START DATASET ENTRIES

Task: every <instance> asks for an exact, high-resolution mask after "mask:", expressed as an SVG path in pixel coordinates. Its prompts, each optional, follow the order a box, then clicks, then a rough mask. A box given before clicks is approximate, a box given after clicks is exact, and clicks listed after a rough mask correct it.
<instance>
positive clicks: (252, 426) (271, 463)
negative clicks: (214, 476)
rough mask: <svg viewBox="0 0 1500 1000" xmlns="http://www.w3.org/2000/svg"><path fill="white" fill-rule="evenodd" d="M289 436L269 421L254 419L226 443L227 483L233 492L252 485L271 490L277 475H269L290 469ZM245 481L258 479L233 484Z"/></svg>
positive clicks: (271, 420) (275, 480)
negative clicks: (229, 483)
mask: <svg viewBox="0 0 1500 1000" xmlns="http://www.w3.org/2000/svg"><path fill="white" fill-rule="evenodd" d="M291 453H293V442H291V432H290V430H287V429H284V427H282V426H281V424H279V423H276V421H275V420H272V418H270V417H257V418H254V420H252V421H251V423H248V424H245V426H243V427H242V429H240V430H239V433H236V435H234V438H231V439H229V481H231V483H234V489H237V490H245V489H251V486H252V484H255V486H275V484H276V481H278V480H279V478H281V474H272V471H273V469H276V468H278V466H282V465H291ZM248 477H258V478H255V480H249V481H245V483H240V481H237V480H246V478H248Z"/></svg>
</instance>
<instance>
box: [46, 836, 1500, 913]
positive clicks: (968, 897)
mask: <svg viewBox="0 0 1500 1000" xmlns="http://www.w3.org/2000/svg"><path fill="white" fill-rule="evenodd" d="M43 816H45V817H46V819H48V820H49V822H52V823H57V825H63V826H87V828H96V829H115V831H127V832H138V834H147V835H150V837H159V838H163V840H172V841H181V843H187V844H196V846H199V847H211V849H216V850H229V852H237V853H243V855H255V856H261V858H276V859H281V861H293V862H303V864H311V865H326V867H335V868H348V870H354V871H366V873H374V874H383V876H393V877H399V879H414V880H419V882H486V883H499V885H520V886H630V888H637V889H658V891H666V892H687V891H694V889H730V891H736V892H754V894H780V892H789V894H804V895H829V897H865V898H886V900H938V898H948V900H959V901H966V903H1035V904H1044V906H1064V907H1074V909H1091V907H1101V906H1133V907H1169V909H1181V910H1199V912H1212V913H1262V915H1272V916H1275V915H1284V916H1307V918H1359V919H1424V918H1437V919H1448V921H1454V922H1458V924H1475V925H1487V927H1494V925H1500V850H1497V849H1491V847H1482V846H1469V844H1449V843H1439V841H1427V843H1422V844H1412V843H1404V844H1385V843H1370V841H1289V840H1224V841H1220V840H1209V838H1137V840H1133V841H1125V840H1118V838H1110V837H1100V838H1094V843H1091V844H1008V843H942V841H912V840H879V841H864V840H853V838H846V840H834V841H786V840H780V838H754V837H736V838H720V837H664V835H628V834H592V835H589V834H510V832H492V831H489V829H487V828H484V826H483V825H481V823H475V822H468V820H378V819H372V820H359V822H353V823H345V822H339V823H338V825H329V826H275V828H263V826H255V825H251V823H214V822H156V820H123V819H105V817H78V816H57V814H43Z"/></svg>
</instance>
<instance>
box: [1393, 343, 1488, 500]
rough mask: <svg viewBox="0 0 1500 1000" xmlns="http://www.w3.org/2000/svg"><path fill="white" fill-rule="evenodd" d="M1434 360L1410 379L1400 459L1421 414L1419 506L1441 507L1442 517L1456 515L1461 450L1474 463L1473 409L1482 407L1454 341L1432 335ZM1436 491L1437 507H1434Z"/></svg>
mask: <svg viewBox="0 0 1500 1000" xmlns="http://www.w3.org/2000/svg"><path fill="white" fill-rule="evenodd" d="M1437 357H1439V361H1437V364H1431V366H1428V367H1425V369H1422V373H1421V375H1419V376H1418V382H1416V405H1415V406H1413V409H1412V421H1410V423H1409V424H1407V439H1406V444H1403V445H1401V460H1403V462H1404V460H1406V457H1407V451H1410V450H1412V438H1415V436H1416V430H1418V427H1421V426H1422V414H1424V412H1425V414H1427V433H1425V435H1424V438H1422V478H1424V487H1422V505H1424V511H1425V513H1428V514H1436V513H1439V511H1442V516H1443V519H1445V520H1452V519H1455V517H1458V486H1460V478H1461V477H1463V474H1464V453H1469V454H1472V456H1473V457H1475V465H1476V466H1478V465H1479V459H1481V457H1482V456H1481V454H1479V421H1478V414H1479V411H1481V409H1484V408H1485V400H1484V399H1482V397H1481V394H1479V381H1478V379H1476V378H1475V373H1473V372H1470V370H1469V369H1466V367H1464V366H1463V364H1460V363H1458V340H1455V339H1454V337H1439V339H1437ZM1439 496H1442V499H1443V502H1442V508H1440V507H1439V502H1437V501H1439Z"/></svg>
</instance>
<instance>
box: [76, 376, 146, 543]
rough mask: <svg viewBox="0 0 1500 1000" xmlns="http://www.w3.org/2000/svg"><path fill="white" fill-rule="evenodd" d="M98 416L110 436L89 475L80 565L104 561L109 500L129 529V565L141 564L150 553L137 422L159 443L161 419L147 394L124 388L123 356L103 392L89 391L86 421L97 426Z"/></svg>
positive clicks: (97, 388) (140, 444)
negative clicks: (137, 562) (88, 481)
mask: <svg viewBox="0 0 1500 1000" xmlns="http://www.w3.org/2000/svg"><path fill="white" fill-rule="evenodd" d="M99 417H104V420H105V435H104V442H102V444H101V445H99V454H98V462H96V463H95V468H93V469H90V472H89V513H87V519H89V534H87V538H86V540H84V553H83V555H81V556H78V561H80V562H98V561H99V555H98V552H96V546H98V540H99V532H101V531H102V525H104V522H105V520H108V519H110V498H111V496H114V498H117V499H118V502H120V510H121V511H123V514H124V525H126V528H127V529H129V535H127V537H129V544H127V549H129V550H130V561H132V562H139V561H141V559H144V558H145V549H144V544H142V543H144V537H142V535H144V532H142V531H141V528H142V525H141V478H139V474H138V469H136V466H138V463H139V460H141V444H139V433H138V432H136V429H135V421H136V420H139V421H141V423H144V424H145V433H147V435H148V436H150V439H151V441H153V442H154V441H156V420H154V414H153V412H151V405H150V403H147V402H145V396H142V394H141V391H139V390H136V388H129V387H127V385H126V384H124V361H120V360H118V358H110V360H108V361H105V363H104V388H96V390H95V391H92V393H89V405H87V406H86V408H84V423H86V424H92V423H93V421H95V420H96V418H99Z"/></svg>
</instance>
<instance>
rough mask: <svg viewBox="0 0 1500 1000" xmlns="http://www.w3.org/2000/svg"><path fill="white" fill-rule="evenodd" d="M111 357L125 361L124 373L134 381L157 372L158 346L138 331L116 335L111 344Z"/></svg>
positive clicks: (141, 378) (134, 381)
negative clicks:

END DATASET ENTRIES

● **WORK TASK**
The data above must be reproduced in full, exactly as given.

● **SOLUTION TO THIS PROBLEM**
Task: every <instance> asks for an exact, high-resolution mask after "mask:", expressed as an SVG path in pixel coordinates. Its prompts, each optional, follow the order a box, then clicks, then a rough mask. A box given before clicks is approximate, a box given after clicks is exact, and clicks listed after a rough mask correct it.
<instance>
positive clicks: (252, 426) (271, 463)
negative clicks: (214, 476)
rough mask: <svg viewBox="0 0 1500 1000" xmlns="http://www.w3.org/2000/svg"><path fill="white" fill-rule="evenodd" d="M289 436L269 421L254 419L226 443L227 483L233 492L252 485L271 490L277 475H269L290 469ZM245 481L258 479L233 484Z"/></svg>
positive clicks: (271, 420) (275, 480)
negative clicks: (229, 483)
mask: <svg viewBox="0 0 1500 1000" xmlns="http://www.w3.org/2000/svg"><path fill="white" fill-rule="evenodd" d="M291 453H293V442H291V432H290V430H287V429H284V427H282V426H281V424H279V423H276V421H275V420H272V418H270V417H257V418H254V420H252V421H251V423H248V424H245V426H243V427H242V429H240V430H239V433H236V435H234V438H231V439H229V481H231V483H234V489H237V490H245V489H251V486H252V484H255V486H275V484H276V481H278V480H279V478H281V474H272V471H273V469H276V468H278V466H282V465H291ZM248 477H258V478H255V480H249V481H245V483H240V481H237V480H246V478H248Z"/></svg>
</instance>
<instance>
box: [46, 836, 1500, 913]
positive clicks: (968, 897)
mask: <svg viewBox="0 0 1500 1000" xmlns="http://www.w3.org/2000/svg"><path fill="white" fill-rule="evenodd" d="M43 816H45V817H46V819H48V820H49V822H52V823H57V825H63V826H87V828H96V829H115V831H127V832H138V834H147V835H150V837H159V838H163V840H172V841H181V843H187V844H196V846H199V847H211V849H216V850H229V852H237V853H243V855H255V856H261V858H276V859H281V861H293V862H303V864H311V865H326V867H335V868H348V870H354V871H366V873H374V874H383V876H393V877H399V879H414V880H419V882H486V883H499V885H520V886H630V888H637V889H658V891H666V892H687V891H694V889H730V891H736V892H754V894H780V892H789V894H804V895H829V897H865V898H886V900H938V898H948V900H959V901H966V903H1035V904H1044V906H1064V907H1074V909H1091V907H1101V906H1133V907H1169V909H1181V910H1199V912H1212V913H1262V915H1272V916H1275V915H1284V916H1307V918H1359V919H1424V918H1437V919H1448V921H1454V922H1458V924H1475V925H1487V927H1494V925H1500V850H1497V849H1491V847H1482V846H1469V844H1449V843H1439V841H1427V843H1422V844H1412V843H1404V844H1385V843H1370V841H1289V840H1224V841H1220V840H1209V838H1137V840H1133V841H1125V840H1118V838H1110V837H1100V838H1094V843H1091V844H1008V843H942V841H912V840H879V841H864V840H853V838H846V840H834V841H786V840H780V838H754V837H736V838H720V837H664V835H628V834H592V835H589V834H510V832H492V831H489V829H487V828H484V826H483V825H481V823H475V822H468V820H378V819H372V820H359V822H353V823H345V822H339V823H338V825H329V826H275V828H263V826H255V825H251V823H214V822H156V820H123V819H105V817H78V816H57V814H43Z"/></svg>
</instance>
<instance>
box: [1393, 343, 1488, 500]
rough mask: <svg viewBox="0 0 1500 1000" xmlns="http://www.w3.org/2000/svg"><path fill="white" fill-rule="evenodd" d="M1434 360L1410 379L1400 459L1421 414L1419 506L1441 507L1442 517L1456 515L1461 450L1474 463L1473 409L1482 407L1454 341L1432 335ZM1436 491L1437 507H1434Z"/></svg>
mask: <svg viewBox="0 0 1500 1000" xmlns="http://www.w3.org/2000/svg"><path fill="white" fill-rule="evenodd" d="M1437 357H1439V361H1437V364H1431V366H1428V367H1425V369H1422V373H1421V375H1419V376H1418V382H1416V405H1415V406H1413V409H1412V421H1410V423H1409V424H1407V439H1406V444H1403V445H1401V460H1403V462H1404V460H1406V457H1407V451H1410V450H1412V438H1415V436H1416V430H1418V427H1421V426H1422V414H1424V412H1425V414H1427V433H1425V435H1424V438H1422V478H1424V487H1422V505H1424V511H1425V513H1428V514H1436V513H1439V511H1442V516H1443V519H1445V520H1452V519H1455V517H1458V486H1460V478H1461V477H1463V474H1464V453H1469V454H1472V456H1473V457H1475V465H1476V466H1478V465H1479V459H1481V457H1482V456H1481V454H1479V421H1478V414H1479V411H1481V409H1484V408H1485V400H1484V399H1482V397H1481V394H1479V381H1478V379H1476V378H1475V373H1473V372H1470V370H1469V369H1466V367H1464V366H1463V364H1460V363H1458V340H1455V339H1454V337H1439V339H1437ZM1439 496H1442V499H1443V502H1442V508H1440V507H1439V502H1437V501H1439Z"/></svg>
</instance>
<instance>
box: [76, 376, 146, 543]
rough mask: <svg viewBox="0 0 1500 1000" xmlns="http://www.w3.org/2000/svg"><path fill="white" fill-rule="evenodd" d="M98 416L110 436L89 475L80 565L104 561L109 500L129 529V565L141 564L150 553L137 422L159 443L161 419L147 394L124 388L123 356L103 392L89 391L86 421L97 426Z"/></svg>
positive clicks: (97, 388) (140, 444)
negative clicks: (137, 562) (88, 481)
mask: <svg viewBox="0 0 1500 1000" xmlns="http://www.w3.org/2000/svg"><path fill="white" fill-rule="evenodd" d="M99 417H104V420H105V435H104V442H102V444H101V445H99V454H98V462H96V463H95V468H93V469H90V472H89V513H87V519H89V534H87V538H86V540H84V553H83V555H81V556H78V561H80V562H98V561H99V555H98V552H96V546H98V540H99V532H101V531H102V525H104V522H105V520H108V519H110V498H111V496H114V498H117V499H118V502H120V510H121V511H123V514H124V525H126V528H127V529H129V535H127V537H129V544H127V549H129V550H130V561H132V562H139V561H141V559H144V558H145V549H144V544H142V543H144V537H142V535H144V532H142V531H141V528H142V525H141V478H139V474H138V469H136V466H138V463H139V460H141V444H139V433H138V432H136V429H135V421H136V420H139V421H141V423H144V424H145V433H147V435H148V436H150V439H151V441H153V442H154V441H156V420H154V414H153V412H151V405H150V403H147V402H145V396H142V394H141V391H139V390H136V388H129V387H127V385H126V384H124V361H120V360H118V358H110V360H108V361H105V363H104V388H96V390H95V391H92V393H89V405H87V406H86V408H84V423H86V424H92V423H93V421H95V420H96V418H99Z"/></svg>
</instance>
<instance>
rough mask: <svg viewBox="0 0 1500 1000" xmlns="http://www.w3.org/2000/svg"><path fill="white" fill-rule="evenodd" d="M111 357L125 361L124 373L134 381L157 372L158 346L138 331L116 335L111 344Z"/></svg>
positive clicks: (141, 378) (134, 381)
negative clicks:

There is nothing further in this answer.